> REQUIRED WORK
Quote the entries in full, character for character, without their images.

━━━━━ DATA SECTION

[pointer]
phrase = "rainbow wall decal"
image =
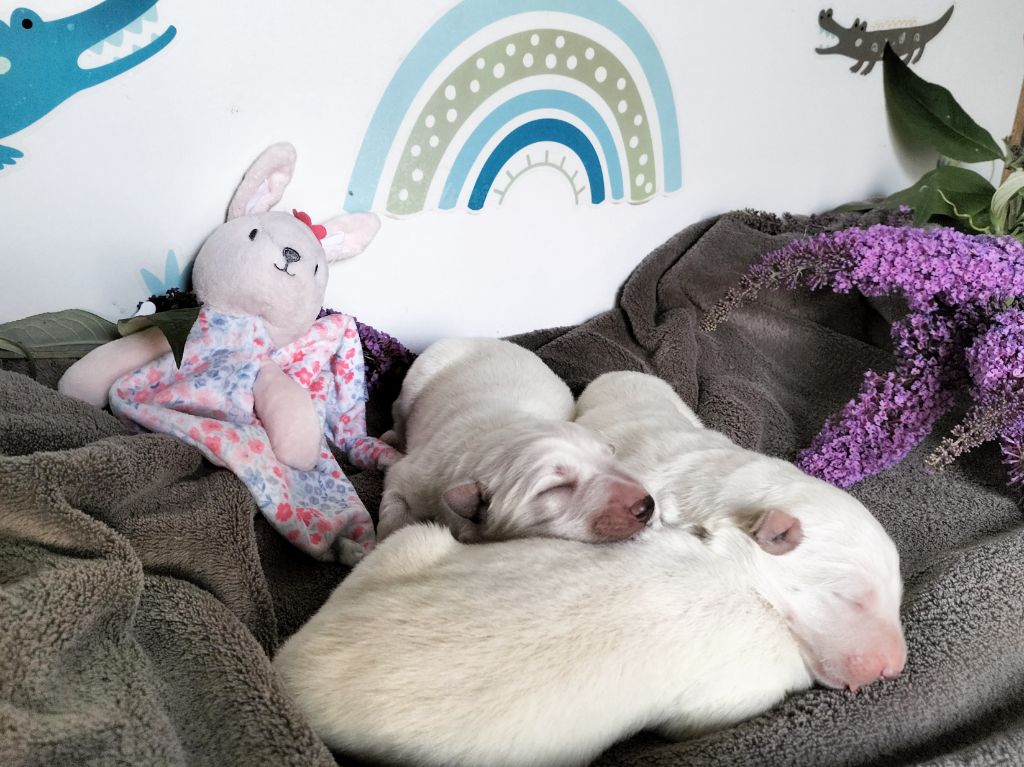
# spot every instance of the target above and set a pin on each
(498, 88)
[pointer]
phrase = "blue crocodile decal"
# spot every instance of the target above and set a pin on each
(39, 67)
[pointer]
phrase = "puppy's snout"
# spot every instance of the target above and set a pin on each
(643, 509)
(629, 509)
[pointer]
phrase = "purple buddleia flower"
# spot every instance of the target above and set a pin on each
(386, 358)
(892, 413)
(960, 332)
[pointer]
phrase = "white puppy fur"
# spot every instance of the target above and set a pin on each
(547, 651)
(493, 453)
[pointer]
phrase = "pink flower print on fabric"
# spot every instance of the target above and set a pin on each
(209, 405)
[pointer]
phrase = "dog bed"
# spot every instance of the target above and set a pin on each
(141, 593)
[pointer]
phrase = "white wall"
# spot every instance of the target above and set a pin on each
(121, 173)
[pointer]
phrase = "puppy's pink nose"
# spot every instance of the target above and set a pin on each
(643, 509)
(867, 668)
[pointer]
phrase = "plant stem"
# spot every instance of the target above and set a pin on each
(1017, 133)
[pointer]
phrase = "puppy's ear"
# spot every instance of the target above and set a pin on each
(775, 530)
(468, 500)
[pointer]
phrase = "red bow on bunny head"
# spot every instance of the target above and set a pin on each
(318, 231)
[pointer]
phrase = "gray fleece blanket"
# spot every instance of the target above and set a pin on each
(141, 594)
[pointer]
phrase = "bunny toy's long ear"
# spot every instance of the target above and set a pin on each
(348, 235)
(264, 182)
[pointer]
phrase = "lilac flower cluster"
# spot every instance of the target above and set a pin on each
(958, 332)
(386, 358)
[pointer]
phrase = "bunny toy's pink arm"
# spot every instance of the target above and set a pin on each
(91, 377)
(289, 417)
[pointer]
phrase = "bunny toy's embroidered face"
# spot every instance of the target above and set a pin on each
(266, 264)
(273, 264)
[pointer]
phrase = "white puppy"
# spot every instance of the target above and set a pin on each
(492, 452)
(839, 584)
(546, 651)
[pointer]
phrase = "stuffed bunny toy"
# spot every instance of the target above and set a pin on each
(263, 384)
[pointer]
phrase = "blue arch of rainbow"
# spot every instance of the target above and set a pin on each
(467, 18)
(520, 104)
(540, 130)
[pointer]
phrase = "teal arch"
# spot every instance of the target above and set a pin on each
(545, 129)
(467, 18)
(512, 109)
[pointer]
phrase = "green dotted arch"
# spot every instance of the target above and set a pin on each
(529, 53)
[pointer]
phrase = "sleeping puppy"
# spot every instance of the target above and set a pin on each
(493, 454)
(548, 651)
(839, 583)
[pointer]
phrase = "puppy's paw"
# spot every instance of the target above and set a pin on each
(349, 552)
(391, 437)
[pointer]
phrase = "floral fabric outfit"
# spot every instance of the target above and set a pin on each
(208, 402)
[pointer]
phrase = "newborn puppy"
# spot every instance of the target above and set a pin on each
(838, 585)
(548, 651)
(492, 452)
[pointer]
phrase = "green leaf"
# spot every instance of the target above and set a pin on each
(72, 333)
(951, 192)
(929, 114)
(857, 207)
(1013, 186)
(174, 324)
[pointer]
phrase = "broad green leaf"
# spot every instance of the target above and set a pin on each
(930, 115)
(175, 325)
(71, 333)
(1010, 188)
(950, 192)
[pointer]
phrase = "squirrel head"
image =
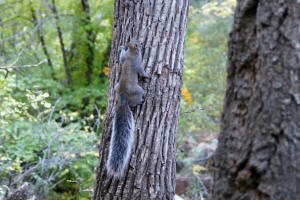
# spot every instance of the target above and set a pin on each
(133, 45)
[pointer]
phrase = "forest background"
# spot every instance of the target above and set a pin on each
(54, 58)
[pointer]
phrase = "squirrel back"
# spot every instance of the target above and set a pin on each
(121, 139)
(129, 94)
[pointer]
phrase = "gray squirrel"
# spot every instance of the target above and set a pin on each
(129, 94)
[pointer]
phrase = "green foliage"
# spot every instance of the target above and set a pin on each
(47, 125)
(37, 149)
(205, 64)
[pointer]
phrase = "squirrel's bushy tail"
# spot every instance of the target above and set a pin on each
(121, 139)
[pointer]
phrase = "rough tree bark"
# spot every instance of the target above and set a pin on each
(160, 26)
(258, 156)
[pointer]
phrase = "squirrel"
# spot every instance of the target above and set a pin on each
(129, 94)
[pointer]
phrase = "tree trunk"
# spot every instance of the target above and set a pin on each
(160, 26)
(258, 153)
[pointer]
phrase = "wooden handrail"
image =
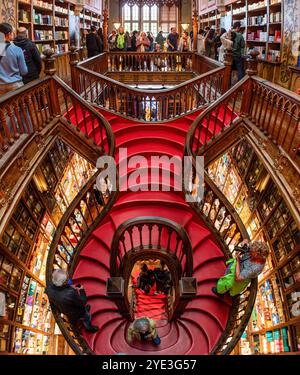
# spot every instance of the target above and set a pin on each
(151, 105)
(272, 109)
(75, 227)
(32, 107)
(127, 249)
(228, 230)
(222, 113)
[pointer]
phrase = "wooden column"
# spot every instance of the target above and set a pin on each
(187, 291)
(195, 26)
(74, 59)
(50, 71)
(228, 67)
(49, 61)
(105, 29)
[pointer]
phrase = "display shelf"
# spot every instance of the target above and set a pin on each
(266, 219)
(59, 15)
(268, 18)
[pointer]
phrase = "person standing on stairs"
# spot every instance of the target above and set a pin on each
(145, 279)
(12, 61)
(143, 329)
(248, 264)
(69, 300)
(238, 50)
(93, 43)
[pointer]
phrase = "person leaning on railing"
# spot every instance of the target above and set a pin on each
(69, 300)
(143, 329)
(12, 62)
(249, 262)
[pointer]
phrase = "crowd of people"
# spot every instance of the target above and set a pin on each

━━━━━━━━━━

> ANSWER IN FULL
[pointer]
phrase = "rainbow wall decal"
image =
# spot every instance of the target above and set a pin on each
(498, 88)
[pointer]
phrase = "blue crocodile decal"
# spot every instance of the target above and set a pin on each
(39, 67)
[pointer]
phrase = "puppy's snout"
# spot every instance of the target above and set a pin on each
(643, 509)
(629, 509)
[pointer]
phrase = "purple buddleia flower"
# spot every instance of the target above and set a pin on each
(386, 358)
(892, 413)
(960, 332)
[pointer]
phrase = "white puppy fur"
# spot every instance of the target above and set a pin on each
(547, 651)
(493, 453)
[pointer]
phrase = "pink flower print on fabric"
# spot every instance of the target above and set a pin on each
(209, 405)
[pointer]
phrase = "dog bed"
# spot every instance of the target above and set a pin on each
(141, 593)
[pointer]
phrase = "white wall"
# spot every instance of the target above and set a pin on each
(121, 173)
[pointer]
phrase = "puppy's pink nose"
# spot every instance of the target above and set a pin on each
(643, 509)
(867, 668)
[pointer]
phrase = "plant stem"
# spot every instance of the target above and set a pin on each
(1017, 133)
[pointer]
phrase = "puppy's ear"
# spot every instance of the target above and set a pin on each
(775, 530)
(468, 500)
[pointer]
phrase = "red bow on bunny head"
# spot every instance of the target above and set a pin on each
(318, 231)
[pointer]
phrase = "gray fleece blanket"
# spot every instance of the target above and set a pin on each
(141, 594)
[pointer]
phrase = "bunny toy's long ear"
# spot every instance of the target above and set a pin on each
(348, 235)
(264, 182)
[pointer]
phrase = "lilac flower cluster"
# spot every instance of the target above and set a pin on each
(958, 332)
(386, 358)
[pointer]
phrase = "bunny toy's pink arm"
# spot every instance of the target above and set a pin on each
(91, 377)
(289, 417)
[pointer]
phrase = "bunny toy's embroidered face"
# spot every instance of the target above and set a pin on each
(266, 264)
(273, 264)
[pointer]
phrase = "white puppy"
# spot every instance of the target above and set a pin on each
(492, 452)
(839, 584)
(546, 651)
[pointer]
phrase = "stuffed bunny toy"
# spot every instance of the target above and set a pin on each
(263, 384)
[pointer]
phrase = "blue arch of rainbow"
# spot every instance of the target above and set a pin on each
(467, 18)
(520, 104)
(540, 130)
[pointer]
phrase = "teal arch"
# spot every instance of the target above and set a pin on each
(545, 129)
(467, 18)
(512, 109)
[pointer]
phrase = "green dotted arch"
# spot every instance of the target above and set a pin on each
(529, 53)
[pointer]
phrase = "sleeping puppy"
# spot every instance of the target above and set a pin on each
(493, 454)
(548, 651)
(839, 583)
[pointer]
phrase = "puppy's paw"
# spot every instance of the target above and set a pin on each
(349, 552)
(391, 437)
[pointer]
phrase = "floral fabric outfit"
# spot every instance of the target above and set a pin on each
(208, 402)
[pointer]
phrase = "newborn puppy"
# spot every instance of the target above and set a pin on each
(838, 585)
(548, 651)
(492, 452)
[pointer]
phrase = "green leaf"
# spot every instance of the target above and set a pin on each
(72, 333)
(951, 192)
(929, 114)
(857, 207)
(1013, 186)
(174, 324)
[pointer]
phrase = "broad green leaf"
# spot every instance of the target above and set a pin on each
(930, 115)
(175, 325)
(71, 333)
(1010, 188)
(950, 192)
[pointer]
phrase = "squirrel head"
image =
# spot every instance of the target above and set a pin on each
(133, 45)
[pointer]
phrase = "forest background"
# spot every instance of the target above and set a pin on each
(54, 58)
[pointer]
phrase = "squirrel back"
# spot every instance of the target above and set a pin on each
(121, 139)
(129, 94)
[pointer]
phrase = "gray squirrel"
# spot every instance of the target above and set a pin on each
(129, 94)
[pointer]
phrase = "green foliage"
# spot every instance of the target above and set a pin on each
(47, 125)
(37, 149)
(205, 64)
[pointer]
phrase = "squirrel's bushy tail"
# spot every instance of the target above and set a pin on each
(121, 139)
[pointer]
phrase = "rough tree bark"
# spot every instance of the target above and set a pin on each
(160, 26)
(258, 156)
[pointer]
phrase = "squirrel"
# spot every instance of the target above and set a pin on each
(129, 94)
[pointer]
phrase = "tree trunk"
# spot every instance of the target above and set a pin on each
(160, 26)
(258, 153)
[pointer]
phrase = "wooden handrail"
image =
# spot every instance of the target above and set a pin on each
(151, 105)
(272, 109)
(75, 227)
(32, 107)
(127, 249)
(228, 230)
(222, 113)
[pointer]
phrase = "wooden column"
# spot every instance of the target above and set a pin on each
(187, 291)
(195, 26)
(74, 59)
(50, 71)
(228, 67)
(49, 61)
(105, 29)
[pointer]
phrase = "display shelf"
# spot every instance of the target above and set a pin on each
(266, 219)
(59, 15)
(268, 18)
[pointer]
phrase = "person standing on stairs"
# spot every instance of the target above and set a pin on each
(145, 279)
(12, 61)
(143, 329)
(248, 264)
(69, 300)
(238, 50)
(93, 43)
[pointer]
phrase = "person leaning on railing"
# spot every instance of the target above and set a pin on each
(69, 300)
(143, 329)
(12, 62)
(249, 262)
[pointer]
phrase = "crowd of people"
# spot every instance of the target above and set a pin on each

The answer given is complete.